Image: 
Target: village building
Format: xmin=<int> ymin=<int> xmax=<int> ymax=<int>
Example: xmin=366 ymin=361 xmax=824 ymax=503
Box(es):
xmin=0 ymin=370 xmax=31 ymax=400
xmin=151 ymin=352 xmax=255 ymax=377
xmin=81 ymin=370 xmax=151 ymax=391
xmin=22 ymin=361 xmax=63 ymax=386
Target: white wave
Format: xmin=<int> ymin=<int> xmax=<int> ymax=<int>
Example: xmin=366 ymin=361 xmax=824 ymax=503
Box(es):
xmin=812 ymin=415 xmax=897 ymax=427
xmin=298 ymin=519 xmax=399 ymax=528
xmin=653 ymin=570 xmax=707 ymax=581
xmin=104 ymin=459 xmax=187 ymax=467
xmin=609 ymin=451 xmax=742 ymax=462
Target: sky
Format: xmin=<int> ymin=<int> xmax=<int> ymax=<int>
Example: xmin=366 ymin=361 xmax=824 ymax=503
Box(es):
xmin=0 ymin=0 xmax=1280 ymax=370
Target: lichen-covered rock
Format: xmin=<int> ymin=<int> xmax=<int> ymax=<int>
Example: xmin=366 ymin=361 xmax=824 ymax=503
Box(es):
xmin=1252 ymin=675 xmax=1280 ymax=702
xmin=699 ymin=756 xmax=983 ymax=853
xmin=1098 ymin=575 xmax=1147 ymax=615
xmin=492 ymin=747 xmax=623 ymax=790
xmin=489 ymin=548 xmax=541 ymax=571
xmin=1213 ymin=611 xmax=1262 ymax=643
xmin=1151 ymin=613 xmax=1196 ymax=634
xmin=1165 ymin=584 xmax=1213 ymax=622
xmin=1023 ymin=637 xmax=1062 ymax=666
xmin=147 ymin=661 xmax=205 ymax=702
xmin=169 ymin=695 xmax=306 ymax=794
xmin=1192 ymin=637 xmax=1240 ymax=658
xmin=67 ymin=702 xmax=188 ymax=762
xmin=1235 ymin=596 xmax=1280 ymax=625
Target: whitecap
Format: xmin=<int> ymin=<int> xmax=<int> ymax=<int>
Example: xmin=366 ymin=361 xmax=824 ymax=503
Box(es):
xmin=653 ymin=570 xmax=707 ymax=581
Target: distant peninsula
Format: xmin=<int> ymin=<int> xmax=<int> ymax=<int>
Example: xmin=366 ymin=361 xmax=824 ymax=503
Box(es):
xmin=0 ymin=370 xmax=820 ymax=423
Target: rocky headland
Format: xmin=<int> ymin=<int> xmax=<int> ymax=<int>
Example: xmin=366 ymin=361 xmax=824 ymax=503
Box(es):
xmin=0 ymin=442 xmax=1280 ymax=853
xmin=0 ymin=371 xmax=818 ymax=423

##########

- _BRIEF_:
Copy the records above verbatim, without any change.

- _ANSWER TO THE EXERCISE_:
Image: 
Target: village building
Format: xmin=<int> ymin=<int> xmax=<int> ymax=<int>
Example: xmin=366 ymin=361 xmax=824 ymax=503
Box(es):
xmin=0 ymin=370 xmax=31 ymax=400
xmin=151 ymin=352 xmax=255 ymax=377
xmin=81 ymin=370 xmax=151 ymax=391
xmin=22 ymin=361 xmax=63 ymax=386
Target: white wave
Format: xmin=<int> ymin=<int> xmax=<int> ymax=<int>
Example: xmin=366 ymin=361 xmax=824 ymax=503
Box(es):
xmin=812 ymin=415 xmax=897 ymax=427
xmin=298 ymin=519 xmax=399 ymax=528
xmin=653 ymin=570 xmax=707 ymax=581
xmin=104 ymin=459 xmax=187 ymax=467
xmin=609 ymin=451 xmax=742 ymax=462
Target: sky
Format: xmin=<int> ymin=<int> xmax=<int> ymax=<int>
Example: xmin=366 ymin=361 xmax=824 ymax=503
Box(es):
xmin=0 ymin=0 xmax=1280 ymax=370
Target: lichen-covered rock
Format: xmin=<int> ymin=<int> xmax=<int> ymax=<int>
Example: xmin=366 ymin=361 xmax=824 ymax=503
Box(es):
xmin=1252 ymin=675 xmax=1280 ymax=702
xmin=699 ymin=756 xmax=983 ymax=853
xmin=1098 ymin=575 xmax=1147 ymax=615
xmin=492 ymin=747 xmax=623 ymax=790
xmin=489 ymin=548 xmax=541 ymax=571
xmin=1213 ymin=611 xmax=1262 ymax=643
xmin=1151 ymin=613 xmax=1196 ymax=634
xmin=1165 ymin=584 xmax=1213 ymax=622
xmin=1023 ymin=637 xmax=1062 ymax=666
xmin=147 ymin=661 xmax=205 ymax=702
xmin=169 ymin=695 xmax=306 ymax=794
xmin=1192 ymin=637 xmax=1240 ymax=658
xmin=67 ymin=702 xmax=188 ymax=762
xmin=1235 ymin=596 xmax=1280 ymax=625
Target: whitecap
Format: xmin=<int> ymin=<int> xmax=<int> ymax=<int>
Example: xmin=366 ymin=361 xmax=824 ymax=503
Box(es):
xmin=653 ymin=570 xmax=707 ymax=581
Target: distant peninsula
Format: xmin=<int> ymin=<int> xmax=<int> ymax=<int>
Example: xmin=366 ymin=361 xmax=824 ymax=503
Box(es):
xmin=0 ymin=370 xmax=820 ymax=423
Target: rocky headland
Format: xmin=<int> ymin=<int> xmax=<int> ymax=<int>
Example: xmin=366 ymin=361 xmax=824 ymax=503
Box(es):
xmin=0 ymin=442 xmax=1280 ymax=853
xmin=0 ymin=371 xmax=818 ymax=423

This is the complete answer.